◆ Your objective:
Arrange the lines of the entries below as a numbered list, starting at the line that contains "dune and report the position of each." and running through the end of the entries. Leave out any blank lines.

[Stored entries]
◆ ◆ ◆ ◆ ◆

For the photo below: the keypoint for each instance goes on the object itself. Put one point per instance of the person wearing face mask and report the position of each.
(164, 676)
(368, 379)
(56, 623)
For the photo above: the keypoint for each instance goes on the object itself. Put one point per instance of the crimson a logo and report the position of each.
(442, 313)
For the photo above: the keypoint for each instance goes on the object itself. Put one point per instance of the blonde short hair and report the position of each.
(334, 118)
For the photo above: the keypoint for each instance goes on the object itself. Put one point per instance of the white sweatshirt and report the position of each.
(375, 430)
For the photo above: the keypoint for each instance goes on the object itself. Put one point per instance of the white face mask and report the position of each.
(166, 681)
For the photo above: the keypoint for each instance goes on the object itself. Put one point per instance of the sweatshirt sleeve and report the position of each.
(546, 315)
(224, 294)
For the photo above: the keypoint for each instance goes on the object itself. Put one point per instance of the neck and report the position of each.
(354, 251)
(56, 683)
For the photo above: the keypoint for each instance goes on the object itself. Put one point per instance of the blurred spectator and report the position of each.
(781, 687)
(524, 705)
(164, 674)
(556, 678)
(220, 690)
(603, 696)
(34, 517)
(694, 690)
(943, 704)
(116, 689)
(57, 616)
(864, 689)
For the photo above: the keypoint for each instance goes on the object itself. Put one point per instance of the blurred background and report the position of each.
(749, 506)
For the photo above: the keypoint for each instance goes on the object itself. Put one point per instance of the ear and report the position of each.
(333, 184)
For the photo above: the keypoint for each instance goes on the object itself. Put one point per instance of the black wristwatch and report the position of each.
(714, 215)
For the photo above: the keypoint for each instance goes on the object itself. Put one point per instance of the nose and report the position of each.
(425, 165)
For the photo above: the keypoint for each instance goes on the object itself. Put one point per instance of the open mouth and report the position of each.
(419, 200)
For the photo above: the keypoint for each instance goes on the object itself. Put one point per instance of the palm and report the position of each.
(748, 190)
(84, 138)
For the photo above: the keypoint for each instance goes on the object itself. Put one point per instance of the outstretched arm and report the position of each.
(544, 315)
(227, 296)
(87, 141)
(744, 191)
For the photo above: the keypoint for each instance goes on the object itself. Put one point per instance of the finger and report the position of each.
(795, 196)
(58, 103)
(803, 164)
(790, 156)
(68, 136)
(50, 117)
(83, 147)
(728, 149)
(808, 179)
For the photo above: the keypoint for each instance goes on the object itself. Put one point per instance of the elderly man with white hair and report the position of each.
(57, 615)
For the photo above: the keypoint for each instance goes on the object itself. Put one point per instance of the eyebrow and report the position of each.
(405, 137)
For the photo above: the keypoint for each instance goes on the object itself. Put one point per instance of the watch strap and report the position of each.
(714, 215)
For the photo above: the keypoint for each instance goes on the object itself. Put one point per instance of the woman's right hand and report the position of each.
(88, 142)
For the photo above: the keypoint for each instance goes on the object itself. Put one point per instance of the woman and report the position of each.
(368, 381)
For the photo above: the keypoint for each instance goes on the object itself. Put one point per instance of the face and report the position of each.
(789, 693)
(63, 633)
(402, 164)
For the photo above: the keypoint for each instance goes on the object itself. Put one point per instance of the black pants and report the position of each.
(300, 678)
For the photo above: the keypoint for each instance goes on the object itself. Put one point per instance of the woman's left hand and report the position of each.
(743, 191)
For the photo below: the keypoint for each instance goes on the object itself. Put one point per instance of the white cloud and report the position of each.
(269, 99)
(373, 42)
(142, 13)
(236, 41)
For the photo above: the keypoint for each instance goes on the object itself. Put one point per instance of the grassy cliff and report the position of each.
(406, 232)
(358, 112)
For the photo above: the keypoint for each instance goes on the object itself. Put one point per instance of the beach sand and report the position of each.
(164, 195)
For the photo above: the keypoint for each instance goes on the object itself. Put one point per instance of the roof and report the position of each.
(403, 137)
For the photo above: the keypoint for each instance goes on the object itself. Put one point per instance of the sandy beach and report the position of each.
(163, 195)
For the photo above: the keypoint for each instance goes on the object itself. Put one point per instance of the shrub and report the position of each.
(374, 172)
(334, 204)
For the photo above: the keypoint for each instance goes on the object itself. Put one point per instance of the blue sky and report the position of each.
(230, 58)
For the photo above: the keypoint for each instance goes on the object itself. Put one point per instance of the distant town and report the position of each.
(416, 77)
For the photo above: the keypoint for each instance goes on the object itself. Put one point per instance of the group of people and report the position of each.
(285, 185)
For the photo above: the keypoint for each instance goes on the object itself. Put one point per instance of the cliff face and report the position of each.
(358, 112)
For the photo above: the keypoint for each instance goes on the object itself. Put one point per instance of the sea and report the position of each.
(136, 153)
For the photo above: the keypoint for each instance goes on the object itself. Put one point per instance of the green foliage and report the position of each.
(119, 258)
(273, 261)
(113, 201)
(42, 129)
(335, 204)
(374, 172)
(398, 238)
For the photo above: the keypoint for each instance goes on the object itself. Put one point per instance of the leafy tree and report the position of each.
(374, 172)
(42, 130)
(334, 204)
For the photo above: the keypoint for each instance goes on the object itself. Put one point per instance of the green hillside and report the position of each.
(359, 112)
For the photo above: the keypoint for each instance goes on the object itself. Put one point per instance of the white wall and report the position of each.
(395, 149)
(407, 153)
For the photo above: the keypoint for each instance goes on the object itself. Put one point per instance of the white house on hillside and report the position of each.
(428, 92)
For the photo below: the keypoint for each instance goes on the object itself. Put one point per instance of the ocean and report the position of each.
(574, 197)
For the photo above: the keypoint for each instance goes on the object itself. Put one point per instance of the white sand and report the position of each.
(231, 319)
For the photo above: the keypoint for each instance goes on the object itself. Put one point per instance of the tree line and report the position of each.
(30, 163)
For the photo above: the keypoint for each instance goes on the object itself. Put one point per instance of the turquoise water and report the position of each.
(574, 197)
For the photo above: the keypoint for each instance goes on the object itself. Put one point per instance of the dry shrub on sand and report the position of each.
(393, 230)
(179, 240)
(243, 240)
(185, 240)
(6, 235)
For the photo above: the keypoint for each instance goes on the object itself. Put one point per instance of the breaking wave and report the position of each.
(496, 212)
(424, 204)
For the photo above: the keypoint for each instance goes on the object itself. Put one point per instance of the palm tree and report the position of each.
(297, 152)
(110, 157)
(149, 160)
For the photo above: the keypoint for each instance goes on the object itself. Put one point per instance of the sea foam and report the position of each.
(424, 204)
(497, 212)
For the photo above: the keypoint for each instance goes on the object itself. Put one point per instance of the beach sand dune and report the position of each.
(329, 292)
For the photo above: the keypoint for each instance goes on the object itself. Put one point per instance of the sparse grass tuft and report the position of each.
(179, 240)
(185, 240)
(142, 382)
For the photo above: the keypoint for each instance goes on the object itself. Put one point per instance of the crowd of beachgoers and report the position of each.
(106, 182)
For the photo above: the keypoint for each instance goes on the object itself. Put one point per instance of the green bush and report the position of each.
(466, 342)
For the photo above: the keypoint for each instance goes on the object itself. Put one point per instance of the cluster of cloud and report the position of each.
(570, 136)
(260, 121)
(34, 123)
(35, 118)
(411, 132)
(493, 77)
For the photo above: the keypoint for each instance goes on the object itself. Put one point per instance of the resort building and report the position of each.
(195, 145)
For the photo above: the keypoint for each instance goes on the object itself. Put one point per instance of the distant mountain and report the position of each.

◆ ◆ ◆ ◆ ◆

◆ Full output:
1. For the photo above: the keypoint for each instance goes on the object itself. Put one point per instance of the beach sand dune and report the position of each.
2. (329, 292)
3. For the photo above: the keypoint for each instance goes on the object itself. Put one point per instance of the sparse grass tuft and report the position of each.
4. (179, 240)
5. (185, 240)
6. (142, 382)
7. For the photo above: the keypoint for each instance goes on the object itself. Put one point per instance of the crowd of beachgoers and report the position of each.
8. (106, 182)
9. For the photo above: the keypoint for each instance goes on the object itself. Put one point per instance of the green bush and report the position of each.
10. (466, 342)
11. For the photo above: the keypoint for each instance goes on the object itself. Put one point per instance of the cluster of cloud and report the position of each.
12. (570, 136)
13. (260, 121)
14. (34, 123)
15. (35, 118)
16. (411, 132)
17. (493, 77)
18. For the photo above: the keypoint for each instance goes on the object itself. Put one point per instance of the resort building and report the position of each.
19. (195, 145)
20. For the photo above: the keypoint for each instance goes on the object itself. Put one point per instance of the distant mountain and report the position of each.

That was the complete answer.